ODS 1
MPF investiga fusão do ICMBio – e sua ameaça de extinção – com Ibama
Após audiência pública com críticas de procuradores e ambientalistas, Ministério do Meio Ambiente prorroga por mais 120 dias estudo de fusão
Em outubro, o ministro do Meio Ambiente, Ricardo Salles, criou um grupo de trabalho para discutir a fusão do Ibama (Instituto Brasileiro do Meio Ambiente e dos Recursos Naturais Renováveis) e o ICMBio (Instituto Chico Mendes de Conservação da Biodiversidade). Formado por dirigentes dos dois órgãos (seis policiais militares e um civil, o presidente do Ibama, Eduardo Bim), o grupo de trabalho reuniu-se várias vezes mas não mostrou seus planos e nunca ouviu servidores ou organizações ambientais. “O MPF tem um inquérito civil para investigar a desestruturação dos órgãos ambientais. A fusão Ibama/ICMbio é mais um componente neste cenário de possível desmonte. Está em estudos no MMA mas não houve debate público contrapondo argumentos contrários e favoráveis”, alertou a procuradora da República Ana Carolina Haliuc Bragança, coordenadora da Força-Tarefa Amazônia (FT Amazônia), em audiência pública virtual realizada nesta segunda (01/02).

==========

§ O que fazer:
Responda com base no texto sobre a fusão do ICMBio com o Ibama:
(a) Quem criou, em outubro, o grupo de trabalho para discutir a fusão?
(b) Por mais quantos dias o Ministério do Meio Ambiente prorrogou o estudo de fusão?
(c) Quem é o presidente do Ibama?

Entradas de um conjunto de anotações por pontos

==========

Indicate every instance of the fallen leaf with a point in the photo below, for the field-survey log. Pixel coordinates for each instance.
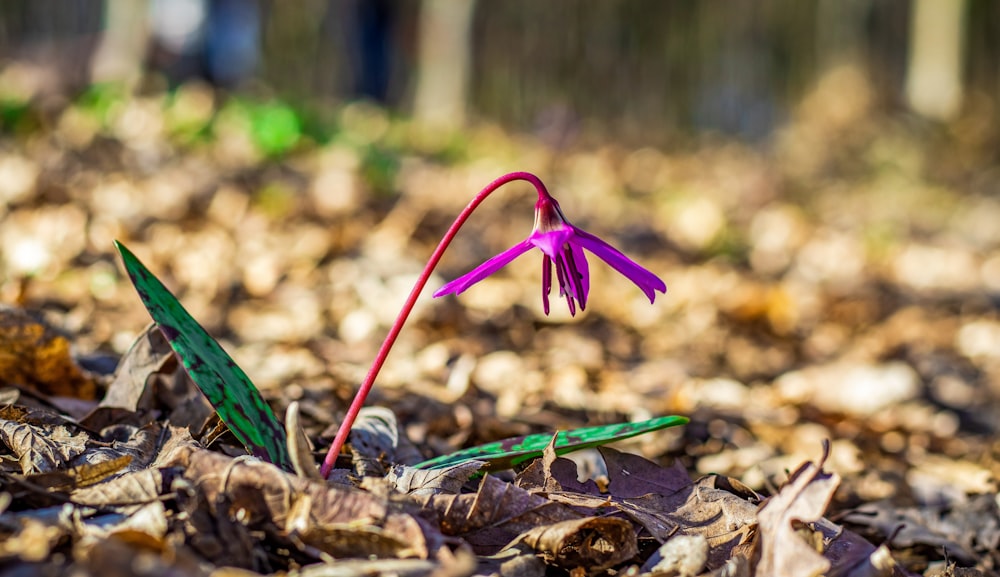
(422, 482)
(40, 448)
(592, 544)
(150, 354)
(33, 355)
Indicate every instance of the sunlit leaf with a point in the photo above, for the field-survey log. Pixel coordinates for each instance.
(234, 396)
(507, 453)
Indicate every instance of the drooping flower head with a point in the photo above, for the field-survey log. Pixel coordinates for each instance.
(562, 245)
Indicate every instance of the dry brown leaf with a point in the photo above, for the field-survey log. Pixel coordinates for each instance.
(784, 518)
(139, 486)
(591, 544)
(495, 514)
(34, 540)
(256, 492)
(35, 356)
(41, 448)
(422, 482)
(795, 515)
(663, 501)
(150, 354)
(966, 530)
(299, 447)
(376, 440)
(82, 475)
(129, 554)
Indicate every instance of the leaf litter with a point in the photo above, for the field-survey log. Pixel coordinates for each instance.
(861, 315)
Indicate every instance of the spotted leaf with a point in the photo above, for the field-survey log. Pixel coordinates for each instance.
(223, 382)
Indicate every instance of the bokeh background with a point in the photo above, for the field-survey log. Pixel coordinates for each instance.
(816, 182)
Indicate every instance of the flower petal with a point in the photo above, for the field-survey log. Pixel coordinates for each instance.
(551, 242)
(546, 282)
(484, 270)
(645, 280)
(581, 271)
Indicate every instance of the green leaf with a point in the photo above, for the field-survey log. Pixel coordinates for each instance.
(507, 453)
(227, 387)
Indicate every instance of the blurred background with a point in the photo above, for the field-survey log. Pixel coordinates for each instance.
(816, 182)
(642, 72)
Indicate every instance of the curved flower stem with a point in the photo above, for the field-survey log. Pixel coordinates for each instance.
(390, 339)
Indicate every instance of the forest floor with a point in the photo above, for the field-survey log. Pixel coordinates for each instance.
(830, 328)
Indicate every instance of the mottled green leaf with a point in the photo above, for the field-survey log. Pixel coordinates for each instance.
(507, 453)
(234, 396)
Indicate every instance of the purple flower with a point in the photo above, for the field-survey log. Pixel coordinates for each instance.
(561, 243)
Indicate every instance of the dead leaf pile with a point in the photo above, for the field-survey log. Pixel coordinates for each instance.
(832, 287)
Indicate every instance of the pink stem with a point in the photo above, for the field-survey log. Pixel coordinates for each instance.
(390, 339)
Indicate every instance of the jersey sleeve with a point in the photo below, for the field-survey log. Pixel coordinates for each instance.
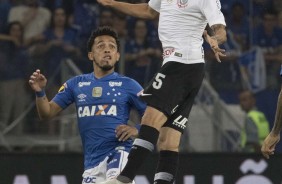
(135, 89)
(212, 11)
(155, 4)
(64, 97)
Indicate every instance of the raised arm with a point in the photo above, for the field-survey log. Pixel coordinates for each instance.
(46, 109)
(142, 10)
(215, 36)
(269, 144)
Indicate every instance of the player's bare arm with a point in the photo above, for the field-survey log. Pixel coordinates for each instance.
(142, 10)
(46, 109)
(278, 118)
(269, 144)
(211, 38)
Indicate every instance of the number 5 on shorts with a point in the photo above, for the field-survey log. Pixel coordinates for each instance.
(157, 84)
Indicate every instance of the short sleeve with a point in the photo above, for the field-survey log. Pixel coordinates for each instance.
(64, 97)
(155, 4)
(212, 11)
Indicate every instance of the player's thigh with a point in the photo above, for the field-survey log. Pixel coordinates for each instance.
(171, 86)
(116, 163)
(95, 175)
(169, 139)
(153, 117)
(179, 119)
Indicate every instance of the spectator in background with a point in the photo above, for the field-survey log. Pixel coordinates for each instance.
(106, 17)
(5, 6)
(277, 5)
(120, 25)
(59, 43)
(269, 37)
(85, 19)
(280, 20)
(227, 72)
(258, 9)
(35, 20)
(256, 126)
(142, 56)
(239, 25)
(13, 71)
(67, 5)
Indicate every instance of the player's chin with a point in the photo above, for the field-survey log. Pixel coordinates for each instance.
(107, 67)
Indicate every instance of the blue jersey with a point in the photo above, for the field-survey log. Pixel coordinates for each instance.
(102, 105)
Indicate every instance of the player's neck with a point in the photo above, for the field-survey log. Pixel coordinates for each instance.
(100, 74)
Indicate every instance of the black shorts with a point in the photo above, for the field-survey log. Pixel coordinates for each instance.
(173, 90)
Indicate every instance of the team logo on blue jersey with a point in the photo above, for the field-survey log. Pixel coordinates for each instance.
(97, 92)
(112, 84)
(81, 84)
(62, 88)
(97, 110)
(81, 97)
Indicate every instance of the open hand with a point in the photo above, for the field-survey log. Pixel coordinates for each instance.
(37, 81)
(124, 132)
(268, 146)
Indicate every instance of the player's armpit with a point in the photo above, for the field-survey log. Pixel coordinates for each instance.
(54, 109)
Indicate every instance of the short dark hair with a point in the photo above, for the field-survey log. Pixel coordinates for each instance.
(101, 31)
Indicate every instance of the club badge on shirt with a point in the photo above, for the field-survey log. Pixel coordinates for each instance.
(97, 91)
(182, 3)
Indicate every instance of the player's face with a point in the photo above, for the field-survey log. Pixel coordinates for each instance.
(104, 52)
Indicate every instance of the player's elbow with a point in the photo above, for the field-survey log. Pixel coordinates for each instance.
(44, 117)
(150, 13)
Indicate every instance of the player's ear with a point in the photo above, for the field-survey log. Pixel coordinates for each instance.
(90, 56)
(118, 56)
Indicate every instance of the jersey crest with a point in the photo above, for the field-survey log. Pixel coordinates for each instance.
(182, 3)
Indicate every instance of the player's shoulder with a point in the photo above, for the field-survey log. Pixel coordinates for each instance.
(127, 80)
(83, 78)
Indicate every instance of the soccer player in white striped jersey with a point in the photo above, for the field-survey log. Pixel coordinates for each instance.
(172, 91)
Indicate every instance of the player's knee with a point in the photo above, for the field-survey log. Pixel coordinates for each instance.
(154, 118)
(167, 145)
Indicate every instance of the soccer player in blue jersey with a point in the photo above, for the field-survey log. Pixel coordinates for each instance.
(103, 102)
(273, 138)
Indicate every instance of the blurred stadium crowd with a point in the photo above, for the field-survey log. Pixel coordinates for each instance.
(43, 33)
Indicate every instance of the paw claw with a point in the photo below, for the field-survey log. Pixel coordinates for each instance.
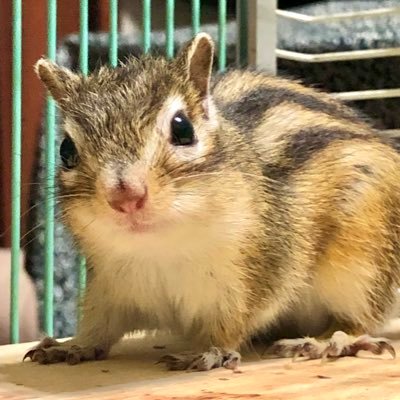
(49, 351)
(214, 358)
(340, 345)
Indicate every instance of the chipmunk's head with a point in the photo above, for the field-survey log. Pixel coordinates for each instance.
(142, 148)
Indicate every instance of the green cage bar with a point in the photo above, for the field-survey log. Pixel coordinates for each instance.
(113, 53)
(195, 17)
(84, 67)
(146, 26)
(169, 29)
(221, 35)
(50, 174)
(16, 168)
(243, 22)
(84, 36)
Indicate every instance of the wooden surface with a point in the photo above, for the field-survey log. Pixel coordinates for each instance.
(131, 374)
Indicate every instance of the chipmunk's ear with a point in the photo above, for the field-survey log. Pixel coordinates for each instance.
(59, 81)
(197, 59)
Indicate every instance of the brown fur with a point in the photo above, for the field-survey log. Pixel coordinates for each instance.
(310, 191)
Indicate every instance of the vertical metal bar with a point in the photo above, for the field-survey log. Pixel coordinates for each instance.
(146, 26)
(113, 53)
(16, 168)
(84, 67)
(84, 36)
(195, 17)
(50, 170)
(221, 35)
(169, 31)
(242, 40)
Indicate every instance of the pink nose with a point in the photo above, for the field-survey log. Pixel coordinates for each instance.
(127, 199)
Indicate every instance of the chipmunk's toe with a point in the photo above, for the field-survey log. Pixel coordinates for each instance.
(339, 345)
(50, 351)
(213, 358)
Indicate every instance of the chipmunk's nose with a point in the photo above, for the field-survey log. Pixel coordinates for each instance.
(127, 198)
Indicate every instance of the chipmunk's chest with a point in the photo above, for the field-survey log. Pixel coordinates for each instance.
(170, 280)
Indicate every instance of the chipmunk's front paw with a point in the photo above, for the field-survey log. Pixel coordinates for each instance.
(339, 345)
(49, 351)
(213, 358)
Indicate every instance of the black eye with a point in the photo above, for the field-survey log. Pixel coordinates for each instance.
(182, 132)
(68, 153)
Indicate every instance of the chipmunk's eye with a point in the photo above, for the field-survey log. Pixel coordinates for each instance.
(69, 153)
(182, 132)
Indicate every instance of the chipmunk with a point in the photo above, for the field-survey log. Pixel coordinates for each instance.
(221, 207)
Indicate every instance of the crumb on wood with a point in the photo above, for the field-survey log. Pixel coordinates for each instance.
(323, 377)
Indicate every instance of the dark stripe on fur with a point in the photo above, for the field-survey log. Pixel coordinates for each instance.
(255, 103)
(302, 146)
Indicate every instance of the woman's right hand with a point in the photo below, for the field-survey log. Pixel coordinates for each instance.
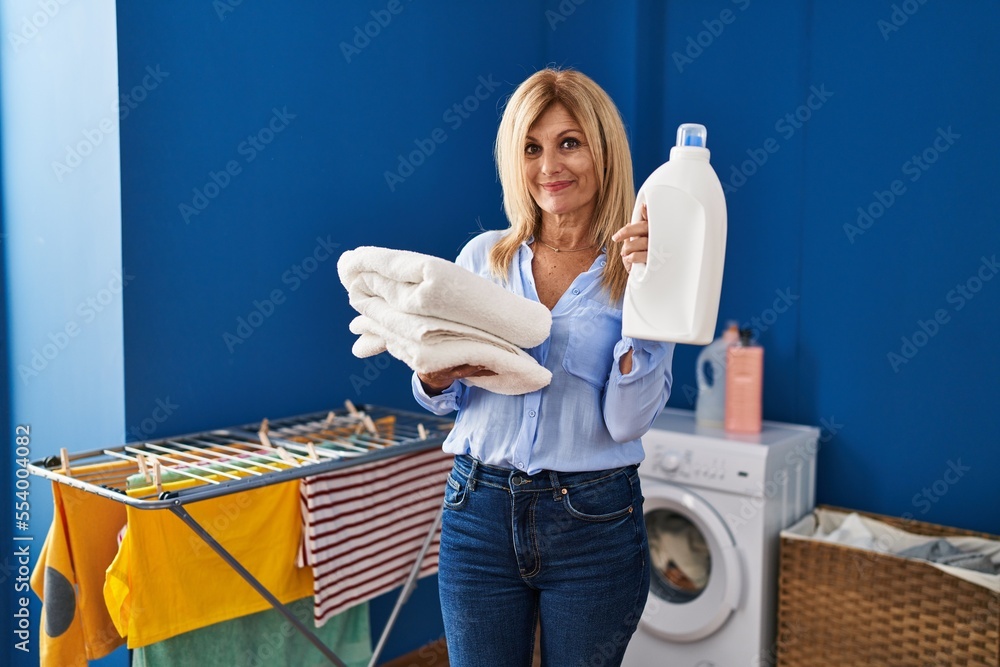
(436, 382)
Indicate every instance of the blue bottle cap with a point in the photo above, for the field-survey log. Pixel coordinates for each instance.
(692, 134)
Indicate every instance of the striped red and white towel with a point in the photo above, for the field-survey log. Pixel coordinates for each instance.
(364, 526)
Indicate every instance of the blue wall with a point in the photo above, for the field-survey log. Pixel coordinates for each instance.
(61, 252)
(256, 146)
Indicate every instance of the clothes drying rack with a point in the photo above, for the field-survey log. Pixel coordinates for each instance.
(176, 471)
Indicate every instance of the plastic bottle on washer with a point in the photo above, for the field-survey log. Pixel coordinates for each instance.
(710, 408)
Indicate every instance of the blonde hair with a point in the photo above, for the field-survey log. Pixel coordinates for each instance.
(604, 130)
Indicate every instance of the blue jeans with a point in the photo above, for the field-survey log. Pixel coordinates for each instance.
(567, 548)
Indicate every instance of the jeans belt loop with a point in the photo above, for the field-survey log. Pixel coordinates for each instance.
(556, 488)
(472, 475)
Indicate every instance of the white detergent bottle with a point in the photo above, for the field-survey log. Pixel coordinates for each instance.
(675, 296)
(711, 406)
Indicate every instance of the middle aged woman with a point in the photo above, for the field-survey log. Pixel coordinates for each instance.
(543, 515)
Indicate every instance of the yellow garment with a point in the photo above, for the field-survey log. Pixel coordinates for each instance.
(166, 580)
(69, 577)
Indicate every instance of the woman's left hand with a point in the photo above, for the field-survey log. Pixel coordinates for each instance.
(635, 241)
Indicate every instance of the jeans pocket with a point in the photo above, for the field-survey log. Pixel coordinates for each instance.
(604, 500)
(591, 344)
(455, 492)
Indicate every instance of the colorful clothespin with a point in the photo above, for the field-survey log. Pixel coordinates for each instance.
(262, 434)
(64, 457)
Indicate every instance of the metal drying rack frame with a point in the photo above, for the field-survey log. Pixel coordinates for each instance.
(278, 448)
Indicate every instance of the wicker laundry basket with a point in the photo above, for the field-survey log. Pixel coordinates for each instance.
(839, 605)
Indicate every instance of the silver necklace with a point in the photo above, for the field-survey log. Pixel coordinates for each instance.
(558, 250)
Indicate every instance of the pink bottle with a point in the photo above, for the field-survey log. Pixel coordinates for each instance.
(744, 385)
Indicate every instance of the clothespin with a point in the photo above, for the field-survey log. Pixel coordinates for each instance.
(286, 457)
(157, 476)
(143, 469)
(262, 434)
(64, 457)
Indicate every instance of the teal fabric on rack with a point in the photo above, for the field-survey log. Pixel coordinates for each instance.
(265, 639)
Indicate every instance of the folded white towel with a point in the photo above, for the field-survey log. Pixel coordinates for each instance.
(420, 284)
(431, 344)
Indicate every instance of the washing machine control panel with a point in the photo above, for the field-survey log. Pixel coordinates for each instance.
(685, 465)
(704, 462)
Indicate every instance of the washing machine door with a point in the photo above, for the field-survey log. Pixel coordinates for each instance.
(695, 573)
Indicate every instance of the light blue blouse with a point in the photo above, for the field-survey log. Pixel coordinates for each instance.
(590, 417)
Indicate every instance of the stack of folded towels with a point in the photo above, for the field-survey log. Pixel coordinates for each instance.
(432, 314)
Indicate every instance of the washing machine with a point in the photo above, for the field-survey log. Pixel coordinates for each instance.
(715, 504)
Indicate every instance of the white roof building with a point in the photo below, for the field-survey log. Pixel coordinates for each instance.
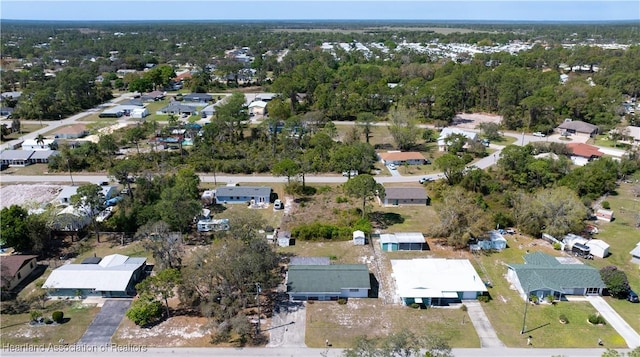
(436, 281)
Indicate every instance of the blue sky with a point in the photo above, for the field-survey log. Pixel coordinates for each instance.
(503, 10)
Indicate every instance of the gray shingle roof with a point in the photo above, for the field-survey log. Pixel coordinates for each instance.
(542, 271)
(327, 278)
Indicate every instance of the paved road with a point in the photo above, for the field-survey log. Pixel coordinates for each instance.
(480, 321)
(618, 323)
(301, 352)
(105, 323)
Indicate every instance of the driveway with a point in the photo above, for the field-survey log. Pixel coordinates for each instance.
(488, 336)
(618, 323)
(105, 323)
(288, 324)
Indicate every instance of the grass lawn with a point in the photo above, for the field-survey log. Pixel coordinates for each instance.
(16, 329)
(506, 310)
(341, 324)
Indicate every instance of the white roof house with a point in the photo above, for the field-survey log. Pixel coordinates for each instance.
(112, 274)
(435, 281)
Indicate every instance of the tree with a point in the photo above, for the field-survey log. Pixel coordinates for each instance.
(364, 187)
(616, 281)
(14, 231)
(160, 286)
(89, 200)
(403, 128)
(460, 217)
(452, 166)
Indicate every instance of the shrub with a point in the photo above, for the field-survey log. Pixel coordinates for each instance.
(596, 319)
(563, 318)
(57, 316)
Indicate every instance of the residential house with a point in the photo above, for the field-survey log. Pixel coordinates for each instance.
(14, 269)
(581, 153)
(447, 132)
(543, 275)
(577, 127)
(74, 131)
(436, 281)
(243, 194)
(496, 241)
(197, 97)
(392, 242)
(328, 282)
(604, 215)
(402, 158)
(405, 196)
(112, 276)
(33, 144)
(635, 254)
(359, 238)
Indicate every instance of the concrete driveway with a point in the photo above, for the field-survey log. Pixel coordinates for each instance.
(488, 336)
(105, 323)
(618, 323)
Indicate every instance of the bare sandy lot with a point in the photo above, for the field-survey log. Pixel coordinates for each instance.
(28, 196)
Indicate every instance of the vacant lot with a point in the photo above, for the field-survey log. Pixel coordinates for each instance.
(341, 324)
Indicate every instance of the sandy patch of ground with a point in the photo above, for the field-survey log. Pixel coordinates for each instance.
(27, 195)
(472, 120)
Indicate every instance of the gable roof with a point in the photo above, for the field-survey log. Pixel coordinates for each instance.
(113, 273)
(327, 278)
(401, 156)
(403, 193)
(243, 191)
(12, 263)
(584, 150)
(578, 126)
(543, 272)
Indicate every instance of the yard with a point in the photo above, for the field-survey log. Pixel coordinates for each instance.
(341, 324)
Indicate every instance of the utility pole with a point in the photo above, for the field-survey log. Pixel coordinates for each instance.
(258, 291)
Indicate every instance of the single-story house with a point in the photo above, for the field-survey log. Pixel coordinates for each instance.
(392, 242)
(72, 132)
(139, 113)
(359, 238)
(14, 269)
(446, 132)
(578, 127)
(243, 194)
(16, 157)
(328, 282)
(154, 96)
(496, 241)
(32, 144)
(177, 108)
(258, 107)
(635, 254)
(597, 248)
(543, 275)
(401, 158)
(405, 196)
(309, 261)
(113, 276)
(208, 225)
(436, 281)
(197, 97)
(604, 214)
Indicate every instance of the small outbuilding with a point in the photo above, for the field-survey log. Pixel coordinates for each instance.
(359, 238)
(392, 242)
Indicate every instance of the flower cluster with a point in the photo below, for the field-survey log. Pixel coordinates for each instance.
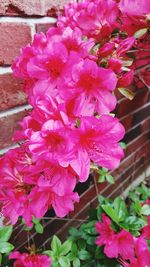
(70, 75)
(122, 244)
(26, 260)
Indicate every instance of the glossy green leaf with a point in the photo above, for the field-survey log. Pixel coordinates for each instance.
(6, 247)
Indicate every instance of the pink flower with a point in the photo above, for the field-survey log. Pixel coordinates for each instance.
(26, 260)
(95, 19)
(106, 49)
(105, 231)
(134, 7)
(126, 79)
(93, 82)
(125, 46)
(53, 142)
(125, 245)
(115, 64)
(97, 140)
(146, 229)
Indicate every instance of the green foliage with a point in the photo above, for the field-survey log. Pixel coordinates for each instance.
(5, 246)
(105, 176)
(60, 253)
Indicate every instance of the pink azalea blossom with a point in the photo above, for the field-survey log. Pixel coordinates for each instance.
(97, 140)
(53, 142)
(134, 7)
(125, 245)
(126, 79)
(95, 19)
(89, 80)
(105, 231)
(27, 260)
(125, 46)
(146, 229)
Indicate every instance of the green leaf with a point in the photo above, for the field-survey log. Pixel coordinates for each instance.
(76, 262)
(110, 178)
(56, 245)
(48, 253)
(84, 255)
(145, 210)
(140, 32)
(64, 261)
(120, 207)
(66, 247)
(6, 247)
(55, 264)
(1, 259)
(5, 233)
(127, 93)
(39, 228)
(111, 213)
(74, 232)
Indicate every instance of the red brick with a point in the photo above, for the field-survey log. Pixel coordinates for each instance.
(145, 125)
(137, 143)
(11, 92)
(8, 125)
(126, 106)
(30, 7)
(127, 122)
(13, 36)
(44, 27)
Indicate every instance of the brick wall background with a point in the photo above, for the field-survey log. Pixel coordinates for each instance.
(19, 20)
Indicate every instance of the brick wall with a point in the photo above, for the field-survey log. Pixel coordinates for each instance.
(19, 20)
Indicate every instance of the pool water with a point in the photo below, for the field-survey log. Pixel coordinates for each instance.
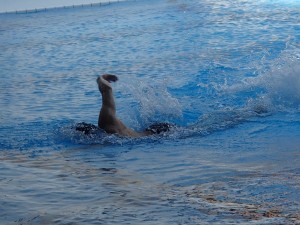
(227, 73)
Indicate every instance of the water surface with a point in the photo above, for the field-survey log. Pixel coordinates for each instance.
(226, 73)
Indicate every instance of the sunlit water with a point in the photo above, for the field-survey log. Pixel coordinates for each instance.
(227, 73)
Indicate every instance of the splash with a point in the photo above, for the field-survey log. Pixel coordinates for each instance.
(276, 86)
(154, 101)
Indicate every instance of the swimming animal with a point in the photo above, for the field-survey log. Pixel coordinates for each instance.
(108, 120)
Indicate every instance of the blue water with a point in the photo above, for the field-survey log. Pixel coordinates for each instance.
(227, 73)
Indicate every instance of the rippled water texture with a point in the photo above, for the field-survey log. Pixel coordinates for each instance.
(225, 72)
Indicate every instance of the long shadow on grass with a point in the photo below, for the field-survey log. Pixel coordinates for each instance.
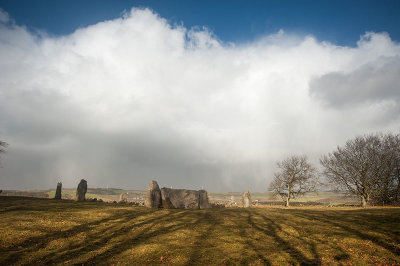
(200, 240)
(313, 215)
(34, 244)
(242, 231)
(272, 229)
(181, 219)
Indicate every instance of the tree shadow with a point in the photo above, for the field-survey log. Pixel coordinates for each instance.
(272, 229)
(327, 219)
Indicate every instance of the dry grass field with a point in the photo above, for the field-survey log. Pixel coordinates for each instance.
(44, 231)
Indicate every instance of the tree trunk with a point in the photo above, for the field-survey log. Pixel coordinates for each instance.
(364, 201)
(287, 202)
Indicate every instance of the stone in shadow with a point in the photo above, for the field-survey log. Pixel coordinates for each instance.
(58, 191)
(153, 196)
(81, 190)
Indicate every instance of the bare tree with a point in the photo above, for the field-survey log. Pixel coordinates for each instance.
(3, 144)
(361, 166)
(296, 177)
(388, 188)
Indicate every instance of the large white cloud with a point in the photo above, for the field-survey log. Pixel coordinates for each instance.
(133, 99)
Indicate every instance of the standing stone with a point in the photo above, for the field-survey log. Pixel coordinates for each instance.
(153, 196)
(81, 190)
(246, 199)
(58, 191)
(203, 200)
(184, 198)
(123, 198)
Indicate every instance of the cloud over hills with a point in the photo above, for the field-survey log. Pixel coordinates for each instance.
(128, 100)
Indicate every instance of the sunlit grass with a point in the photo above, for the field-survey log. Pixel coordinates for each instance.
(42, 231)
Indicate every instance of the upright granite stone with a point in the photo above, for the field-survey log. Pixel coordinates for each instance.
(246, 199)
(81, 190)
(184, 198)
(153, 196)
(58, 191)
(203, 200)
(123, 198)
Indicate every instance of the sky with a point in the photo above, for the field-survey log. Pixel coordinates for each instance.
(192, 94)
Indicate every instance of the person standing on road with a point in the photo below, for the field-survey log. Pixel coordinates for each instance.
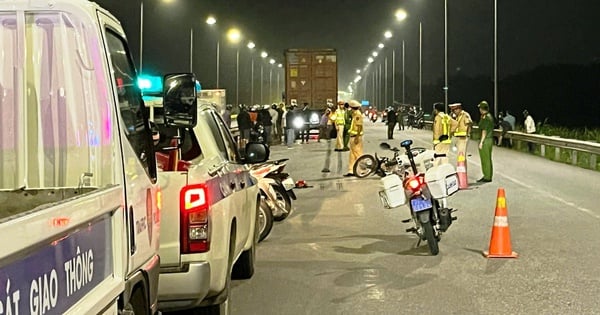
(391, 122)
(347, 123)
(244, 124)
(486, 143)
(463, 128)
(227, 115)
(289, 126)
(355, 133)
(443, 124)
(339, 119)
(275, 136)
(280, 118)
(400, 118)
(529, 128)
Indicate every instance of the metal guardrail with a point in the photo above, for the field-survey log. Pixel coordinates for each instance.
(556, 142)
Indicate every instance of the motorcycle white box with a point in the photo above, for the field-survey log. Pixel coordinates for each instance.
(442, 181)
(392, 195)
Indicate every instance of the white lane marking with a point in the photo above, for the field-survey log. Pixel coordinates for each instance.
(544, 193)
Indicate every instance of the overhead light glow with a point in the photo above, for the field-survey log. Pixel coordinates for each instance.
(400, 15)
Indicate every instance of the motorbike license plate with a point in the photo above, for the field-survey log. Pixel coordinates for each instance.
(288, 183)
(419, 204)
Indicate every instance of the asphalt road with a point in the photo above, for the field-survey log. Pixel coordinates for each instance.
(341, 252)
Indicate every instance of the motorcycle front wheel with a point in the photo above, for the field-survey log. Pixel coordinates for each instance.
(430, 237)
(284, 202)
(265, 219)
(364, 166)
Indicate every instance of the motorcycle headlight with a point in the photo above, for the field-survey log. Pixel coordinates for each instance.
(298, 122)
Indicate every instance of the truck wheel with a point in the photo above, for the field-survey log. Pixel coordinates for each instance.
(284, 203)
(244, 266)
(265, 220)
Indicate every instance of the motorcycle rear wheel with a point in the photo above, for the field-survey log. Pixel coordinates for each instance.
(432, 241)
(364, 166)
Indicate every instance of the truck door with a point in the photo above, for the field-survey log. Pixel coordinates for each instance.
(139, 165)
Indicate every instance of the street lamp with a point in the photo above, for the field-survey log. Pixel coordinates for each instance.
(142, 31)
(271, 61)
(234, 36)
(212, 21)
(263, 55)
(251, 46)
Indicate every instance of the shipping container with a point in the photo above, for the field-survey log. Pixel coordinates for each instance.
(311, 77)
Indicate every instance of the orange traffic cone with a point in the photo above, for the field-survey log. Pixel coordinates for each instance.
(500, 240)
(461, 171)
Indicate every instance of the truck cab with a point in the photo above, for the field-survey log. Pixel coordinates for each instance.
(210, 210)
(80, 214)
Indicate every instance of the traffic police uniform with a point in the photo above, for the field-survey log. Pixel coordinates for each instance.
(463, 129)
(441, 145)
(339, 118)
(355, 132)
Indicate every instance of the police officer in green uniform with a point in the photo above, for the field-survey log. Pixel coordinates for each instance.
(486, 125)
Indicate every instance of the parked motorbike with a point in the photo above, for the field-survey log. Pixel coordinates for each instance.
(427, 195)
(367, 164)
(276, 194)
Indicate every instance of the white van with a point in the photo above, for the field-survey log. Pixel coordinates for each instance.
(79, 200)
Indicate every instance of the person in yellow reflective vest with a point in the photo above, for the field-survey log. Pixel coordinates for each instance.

==========

§ Resposta correta:
(a) O ministro do Meio Ambiente, Ricardo Salles.
(b) Por mais 120 dias.
(c) Eduardo Bim.